→ To do
All of the records should be reproduced word for word, but no images may appear in the copy.

:: Records shown

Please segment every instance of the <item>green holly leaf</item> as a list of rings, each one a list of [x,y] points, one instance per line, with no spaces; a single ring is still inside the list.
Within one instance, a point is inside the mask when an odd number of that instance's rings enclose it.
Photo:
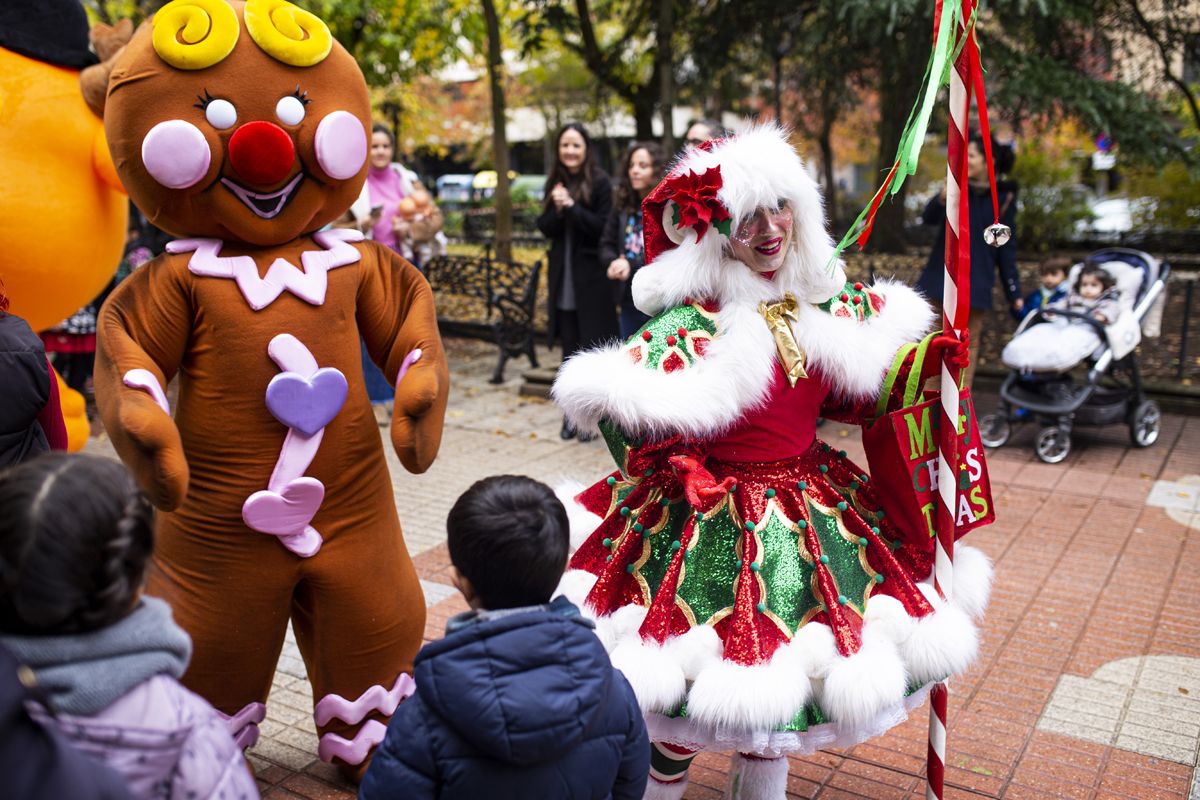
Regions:
[[[720,231],[722,236],[724,236],[726,239],[728,239],[730,236],[730,233],[731,233],[730,226],[732,224],[733,224],[733,218],[730,217],[729,219],[723,219],[720,222],[714,222],[713,227],[716,228],[718,231]]]
[[[679,227],[679,223],[682,221],[682,217],[680,216],[681,213],[682,211],[679,208],[679,203],[671,203],[671,224],[676,228]]]

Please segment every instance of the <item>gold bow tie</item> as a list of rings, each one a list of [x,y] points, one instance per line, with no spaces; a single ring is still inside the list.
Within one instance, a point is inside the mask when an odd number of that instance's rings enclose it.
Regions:
[[[792,326],[788,324],[789,319],[792,322],[798,321],[796,309],[796,298],[791,292],[785,294],[778,303],[763,301],[758,304],[758,313],[763,315],[767,327],[771,329],[771,335],[775,337],[779,362],[783,365],[783,371],[787,373],[788,383],[792,387],[796,386],[796,381],[808,377],[808,373],[804,371],[804,351],[796,344],[796,336],[792,333]]]

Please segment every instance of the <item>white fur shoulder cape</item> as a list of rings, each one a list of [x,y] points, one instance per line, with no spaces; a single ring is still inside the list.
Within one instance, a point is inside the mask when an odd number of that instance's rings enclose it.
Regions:
[[[855,288],[861,284],[846,286],[851,293]],[[878,309],[864,314],[843,303],[839,311],[835,296],[832,308],[802,303],[792,325],[807,364],[848,401],[876,396],[896,351],[924,336],[933,320],[925,299],[903,284],[880,281],[860,294],[873,295]],[[630,348],[636,339],[611,344],[568,359],[553,397],[581,429],[606,419],[630,435],[717,436],[766,400],[776,349],[759,300],[743,296],[723,303],[711,344],[686,369],[664,371],[635,361]],[[649,329],[654,326],[652,321]]]

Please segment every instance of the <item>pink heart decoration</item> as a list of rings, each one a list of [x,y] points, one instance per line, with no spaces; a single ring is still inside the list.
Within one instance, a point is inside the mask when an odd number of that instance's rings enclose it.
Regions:
[[[301,534],[325,499],[325,484],[316,478],[289,481],[281,491],[263,489],[246,498],[242,519],[259,533],[273,536]]]

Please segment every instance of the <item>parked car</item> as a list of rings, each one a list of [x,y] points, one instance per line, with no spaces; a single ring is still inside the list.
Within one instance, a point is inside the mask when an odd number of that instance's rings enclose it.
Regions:
[[[545,175],[520,175],[512,182],[513,202],[538,203],[546,199]]]
[[[449,204],[461,207],[471,202],[473,198],[474,175],[443,175],[434,186],[437,190],[439,205]]]

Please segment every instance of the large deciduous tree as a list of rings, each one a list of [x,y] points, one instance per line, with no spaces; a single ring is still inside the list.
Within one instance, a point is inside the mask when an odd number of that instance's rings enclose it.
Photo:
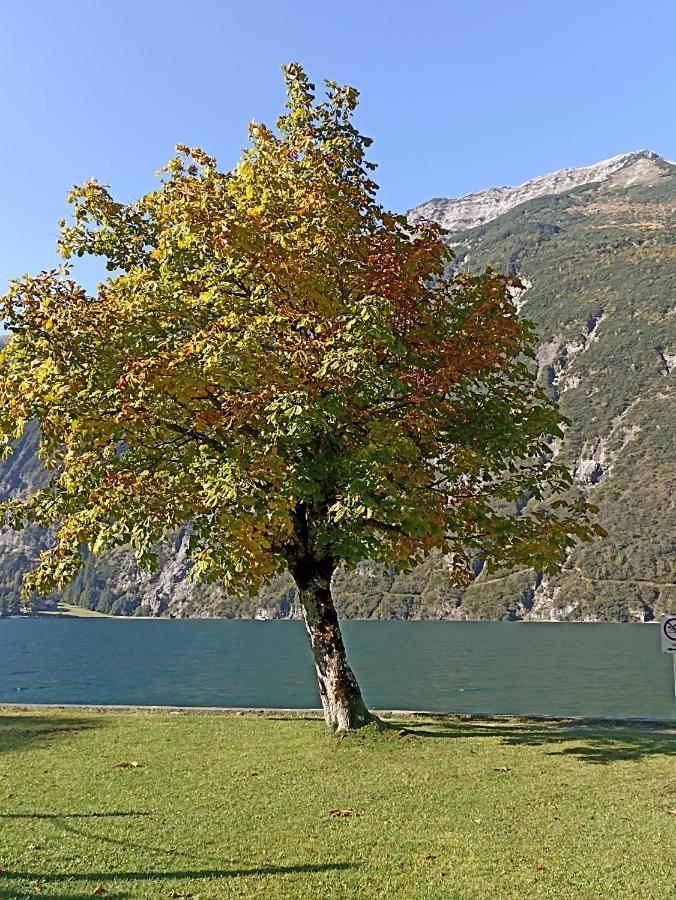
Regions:
[[[36,419],[54,477],[4,513],[53,527],[29,593],[67,581],[84,547],[152,566],[185,523],[196,578],[253,591],[287,569],[326,720],[348,729],[373,717],[338,565],[439,549],[460,579],[478,555],[552,569],[594,526],[550,502],[570,483],[547,443],[562,420],[528,364],[518,283],[448,275],[442,230],[376,202],[357,91],[327,82],[318,102],[298,65],[285,76],[286,113],[251,125],[232,171],[179,146],[137,202],[72,192],[59,247],[106,260],[95,295],[68,264],[12,283],[0,435],[9,453]]]

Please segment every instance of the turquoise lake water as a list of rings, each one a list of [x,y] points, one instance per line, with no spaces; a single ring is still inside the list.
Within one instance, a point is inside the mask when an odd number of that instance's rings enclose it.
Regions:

::::

→ Response
Please segment every instance of the <item>green holly leaf</item> as a list of rings, each one a list of [x,y] points, one instance per line, with no spaces; a single ring is still inside the list.
Within one instance, a point is inside the mask when an odd number of that instance's rings enclose it.
Photo:
Regions:
[[[720,231],[722,236],[724,236],[726,239],[728,239],[730,236],[730,233],[731,233],[730,226],[732,224],[733,224],[733,218],[730,217],[729,219],[723,219],[720,222],[714,222],[713,227],[716,228],[718,231]]]
[[[679,227],[679,223],[682,221],[682,217],[680,216],[681,213],[682,211],[679,208],[679,203],[671,203],[671,224],[676,228]]]

Please segment every instance of the <item>gold bow tie</item> as a list of rings, each one a list of [x,y] points, one instance per line, with no spaces; a single ring is still inside the list.
Within one instance, a point is inside the mask when an odd number of that instance's rings enclose it.
Regions:
[[[792,326],[788,324],[789,319],[792,322],[798,321],[796,309],[796,298],[791,292],[785,294],[778,303],[763,301],[758,304],[758,313],[763,315],[767,327],[771,329],[771,335],[775,337],[779,362],[783,365],[783,371],[787,373],[788,383],[792,387],[796,386],[796,381],[808,377],[808,373],[804,371],[804,351],[796,344],[796,336],[792,333]]]

Please segment every instance of the <item>white fur shoulder cape</item> as a list of rings, each one a list of [x,y] points, one instance per line, with no spaces; a single ring is still inside the list.
Within one instance, a point is inside the mask when an odd number of that instance's rings enclose it.
Regions:
[[[855,288],[861,284],[846,286],[851,293]],[[878,309],[864,314],[843,303],[839,311],[835,296],[832,308],[802,303],[792,325],[807,364],[848,401],[876,396],[896,351],[924,336],[933,320],[925,299],[903,284],[880,281],[860,294],[873,295]],[[630,348],[636,339],[611,344],[568,359],[553,397],[581,429],[606,419],[630,435],[717,436],[766,400],[776,349],[759,300],[743,296],[723,303],[711,344],[686,369],[664,371],[635,361]],[[649,329],[654,326],[652,321]]]

Please segment every instance of the <item>pink heart decoration</item> as a list of rings, each one a list of [x,y] points, one instance per line, with no spaces; a single ring is still inside the list.
Within one instance, a point is inside the mask when an odd number of that instance's rings enclose it.
Regions:
[[[301,534],[325,499],[325,484],[316,478],[289,481],[281,491],[263,489],[246,498],[242,519],[259,533],[273,536]]]

Please segment every instance of the <item>parked car</item> as a list of rings, each one a list of [x,y] points, one instance per line, with no spaces; a single ring is still inside the list.
Within one instance, a point is inside the mask when an odd number of that instance's rings enclose it.
Regions:
[[[545,175],[520,175],[512,182],[513,202],[538,203],[546,199]]]
[[[449,204],[461,207],[471,202],[473,198],[474,175],[443,175],[434,186],[437,190],[439,205]]]

Please segment every instance of the large deciduous tree as a list of rings, each one a list of [x,y] points, one instance per line, with no spaces; a single ring is still inside the list.
Within one instance, a point is inside the mask when an odd number of that instance's rings enclose it.
Photo:
Regions:
[[[36,419],[54,477],[4,513],[53,527],[29,593],[67,581],[84,547],[152,566],[185,523],[196,578],[253,591],[287,569],[326,720],[348,729],[373,717],[338,565],[439,549],[460,579],[478,555],[552,569],[594,526],[550,502],[570,483],[547,443],[562,420],[528,364],[518,283],[448,275],[442,230],[376,202],[357,91],[327,82],[318,102],[298,65],[285,76],[286,113],[251,125],[232,171],[179,146],[137,202],[72,192],[59,247],[106,260],[95,295],[68,264],[12,283],[0,435],[9,453]]]

Please segment every instance of the turquoise lake water as a list of rings, each one a list of [x,y] points, one instance per line, with no spaces; a single ring is still inside the list.
Within one instance, a point is inside the mask when an odd number of that instance's rings enclose it.
Regions:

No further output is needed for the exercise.